═════ GIVEN RECORDS ═════
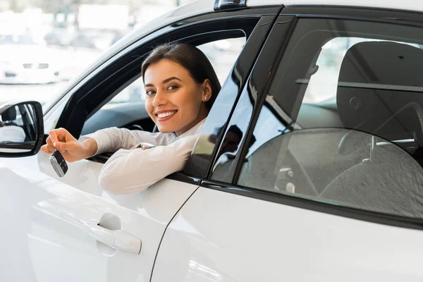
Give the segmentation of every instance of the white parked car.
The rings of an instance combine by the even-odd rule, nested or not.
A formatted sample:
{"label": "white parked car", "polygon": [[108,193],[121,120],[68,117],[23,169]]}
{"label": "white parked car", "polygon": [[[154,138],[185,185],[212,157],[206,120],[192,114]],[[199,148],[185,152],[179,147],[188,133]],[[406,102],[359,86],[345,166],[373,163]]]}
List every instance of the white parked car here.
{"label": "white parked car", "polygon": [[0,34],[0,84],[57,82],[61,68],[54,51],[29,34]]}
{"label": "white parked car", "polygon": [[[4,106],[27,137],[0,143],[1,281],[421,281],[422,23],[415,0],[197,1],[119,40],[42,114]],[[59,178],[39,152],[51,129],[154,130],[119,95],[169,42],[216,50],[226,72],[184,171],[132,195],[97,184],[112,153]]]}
═════
═════ GIVEN RECORDS ═════
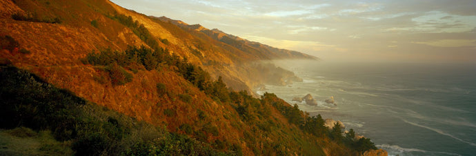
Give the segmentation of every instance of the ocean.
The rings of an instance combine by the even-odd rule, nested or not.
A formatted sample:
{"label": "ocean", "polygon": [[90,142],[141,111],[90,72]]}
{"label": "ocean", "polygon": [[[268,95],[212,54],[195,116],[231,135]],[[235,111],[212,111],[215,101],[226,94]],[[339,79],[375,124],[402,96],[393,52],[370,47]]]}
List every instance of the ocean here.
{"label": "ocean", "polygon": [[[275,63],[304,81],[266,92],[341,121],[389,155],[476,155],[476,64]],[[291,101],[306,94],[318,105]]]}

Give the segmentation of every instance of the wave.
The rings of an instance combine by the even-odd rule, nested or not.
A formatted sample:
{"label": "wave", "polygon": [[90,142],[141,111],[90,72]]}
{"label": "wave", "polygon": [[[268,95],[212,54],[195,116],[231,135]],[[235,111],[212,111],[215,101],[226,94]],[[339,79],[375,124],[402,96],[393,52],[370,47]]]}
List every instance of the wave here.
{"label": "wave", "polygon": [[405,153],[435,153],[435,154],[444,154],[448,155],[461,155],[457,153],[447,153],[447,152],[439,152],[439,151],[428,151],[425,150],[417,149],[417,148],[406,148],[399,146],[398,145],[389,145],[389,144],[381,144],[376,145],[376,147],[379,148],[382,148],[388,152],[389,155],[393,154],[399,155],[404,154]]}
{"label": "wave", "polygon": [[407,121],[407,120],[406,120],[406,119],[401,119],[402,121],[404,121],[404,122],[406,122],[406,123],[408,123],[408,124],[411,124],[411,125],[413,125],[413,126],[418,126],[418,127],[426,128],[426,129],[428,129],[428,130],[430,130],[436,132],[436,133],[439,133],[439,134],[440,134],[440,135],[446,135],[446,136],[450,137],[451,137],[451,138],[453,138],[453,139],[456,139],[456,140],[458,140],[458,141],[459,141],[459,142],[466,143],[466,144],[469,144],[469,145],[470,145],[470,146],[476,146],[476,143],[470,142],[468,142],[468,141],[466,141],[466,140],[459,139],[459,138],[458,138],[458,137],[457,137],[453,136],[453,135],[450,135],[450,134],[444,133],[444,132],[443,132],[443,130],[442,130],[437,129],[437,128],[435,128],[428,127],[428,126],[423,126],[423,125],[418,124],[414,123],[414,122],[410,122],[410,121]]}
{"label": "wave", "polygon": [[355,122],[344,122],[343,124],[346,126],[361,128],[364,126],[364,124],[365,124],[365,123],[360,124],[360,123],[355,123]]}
═════
═════ GIVEN RECORDS ═════
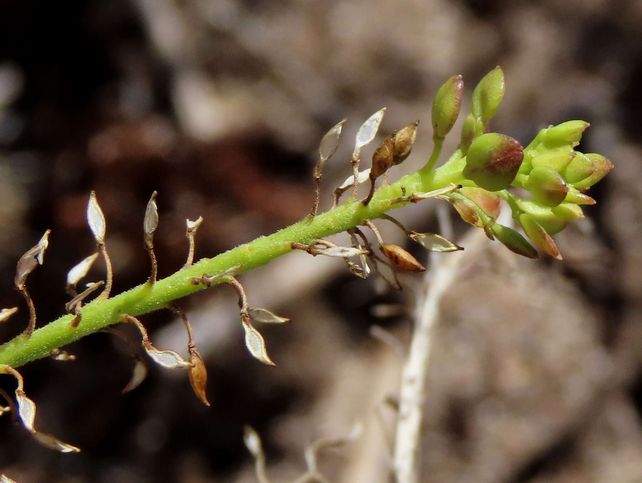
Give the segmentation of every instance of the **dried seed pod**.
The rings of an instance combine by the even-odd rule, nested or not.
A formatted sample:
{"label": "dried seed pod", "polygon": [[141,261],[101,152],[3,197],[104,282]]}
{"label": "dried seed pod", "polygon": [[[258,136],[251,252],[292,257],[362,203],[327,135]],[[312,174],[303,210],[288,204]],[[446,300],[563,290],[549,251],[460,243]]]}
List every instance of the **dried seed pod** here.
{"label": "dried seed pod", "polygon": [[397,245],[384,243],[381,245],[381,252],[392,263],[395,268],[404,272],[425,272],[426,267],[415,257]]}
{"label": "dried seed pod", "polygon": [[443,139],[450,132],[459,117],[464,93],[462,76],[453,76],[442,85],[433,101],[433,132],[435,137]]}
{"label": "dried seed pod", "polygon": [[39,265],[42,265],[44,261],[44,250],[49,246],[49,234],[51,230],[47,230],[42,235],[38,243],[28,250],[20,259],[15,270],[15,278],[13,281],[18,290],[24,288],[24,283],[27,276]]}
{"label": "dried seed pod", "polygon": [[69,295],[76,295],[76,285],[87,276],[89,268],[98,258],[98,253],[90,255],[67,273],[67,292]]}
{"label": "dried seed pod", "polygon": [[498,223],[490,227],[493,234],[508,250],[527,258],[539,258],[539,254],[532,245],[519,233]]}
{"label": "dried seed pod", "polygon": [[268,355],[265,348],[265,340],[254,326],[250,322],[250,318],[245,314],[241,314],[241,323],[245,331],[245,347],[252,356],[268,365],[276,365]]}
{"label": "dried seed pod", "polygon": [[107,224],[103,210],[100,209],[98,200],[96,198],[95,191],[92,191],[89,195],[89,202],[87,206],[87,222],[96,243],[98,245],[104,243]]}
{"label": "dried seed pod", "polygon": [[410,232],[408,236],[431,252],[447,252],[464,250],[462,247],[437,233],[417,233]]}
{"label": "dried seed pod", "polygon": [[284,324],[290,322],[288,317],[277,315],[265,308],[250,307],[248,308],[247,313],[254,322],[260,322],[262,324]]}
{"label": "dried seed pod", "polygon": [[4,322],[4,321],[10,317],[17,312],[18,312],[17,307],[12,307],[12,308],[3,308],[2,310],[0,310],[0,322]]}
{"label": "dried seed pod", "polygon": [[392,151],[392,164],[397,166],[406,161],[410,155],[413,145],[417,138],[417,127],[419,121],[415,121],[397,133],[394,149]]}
═════
TASK BRIEF:
Rewrite the lines above as a JSON list of strings, one string per line with blank lines left out, running from the line with "Give the segmentation of every instance of the wave." up to and including the line with "List every instance of the wave here.".

CORRECT RESULT:
[
  "Give the segmentation of every instance of the wave.",
  "The rings of an instance combine by the even-odd rule, nested or not.",
  "A formatted sample:",
  "{\"label\": \"wave\", \"polygon\": [[90,142],[141,111],[90,72]]}",
  "{\"label\": \"wave\", \"polygon\": [[[268,95],[212,54],[195,116],[231,135]],[[235,111],[212,111],[215,101],[226,94]],[[339,79],[375,124],[402,96],[393,52],[370,47]]]}",
  "List every instance of the wave here."
]